# Aristarco grinder



## Wired (Dec 9, 2010)

I've recently acquired an Aristarco Grinder (not sure what model but could be ema 80) which hasn't seen any love since it was born.

I'm basically taking it apart giving it a good clean and have got to the bottom burr carrier which I cannot seem to remove.

  

As you can see by the pic there's a retaining screw which screws into the centre spindle which I've unscrewed. After removing this screw I thought it would just pull off. It hasn't.

Can anyone shed any light on this for me?

Thanks in advance


----------



## dsc (Jun 7, 2013)

It's similar to a Mazzer bottom burr mount, whatever you do, don't try and pry the thing off or put excessive force on it as you might damage the bearing underneath.

What you need is a thin strip of metal or plastic, which you can slide under the carrier, where the bolt holes are and use three long bolts to take the carrier off. Simply put the bolts in the holes and keep turning them, until you feel resistance. Afterwards do quarter / half turn at a time on each bolt and you will see the carrier slowly rising up as the bolts will push against the bottom of the burr chamber (this is why you want some protection from a piece of metal or plastic), forcing the carrier of the shaft. Easy

Regards,

T.


----------



## coffeechap (Apr 5, 2012)

agreed, if you try to pry it out you will do way more damage than good, the bolt method described is spot on for the removal of any "gunked on" burr carrier assemblies


----------



## Wired (Dec 9, 2010)

Oh dear. I've tried prizing it out without any joy. Fortunately not using that much force.

Thanks for the advice.

This may be a long shot but what would be the chances of the screws being metric (I.e. M4 etc.) and is there any easy way of finding out the correct diameter screw?

- [DATA BLOCK]:
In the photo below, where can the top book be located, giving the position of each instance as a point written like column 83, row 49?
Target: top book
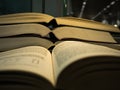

- [LIST OF TASKS]:
1. Answer the following questions using the Aristarco grinder thread.
(a) After removing which part did the original poster expect the bottom burr carrier to pull off?
(b) How many long bolts does the reply from dsc recommend using to take the carrier off?
(c) According to coffeechap, the removal of what kind of assemblies is the bolt method suited to?
2. Quote the passage of the Aristarco grinder thread starting with "# Aristarco grinder" and going on through "off. It hasn't.".

- [EXPECTED RESPONSES]:
1.
(a) The retaining screw that screws into the center spindle.
(b) Three.
(c) Any "gunked on" burr carrier assemblies.

2.
# Aristarco grinder



## Wired (Dec 9, 2010)

I've recently acquired an Aristarco Grinder (not sure what model but could be ema 80) which hasn't seen any love since it was born.

I'm basically taking it apart giving it a good clean and have got to the bottom burr carrier which I cannot seem to remove.

  

As you can see by the pic there's a retaining screw which screws into the centre spindle which I've unscrewed. After removing this screw I thought it would just pull off. It hasn't.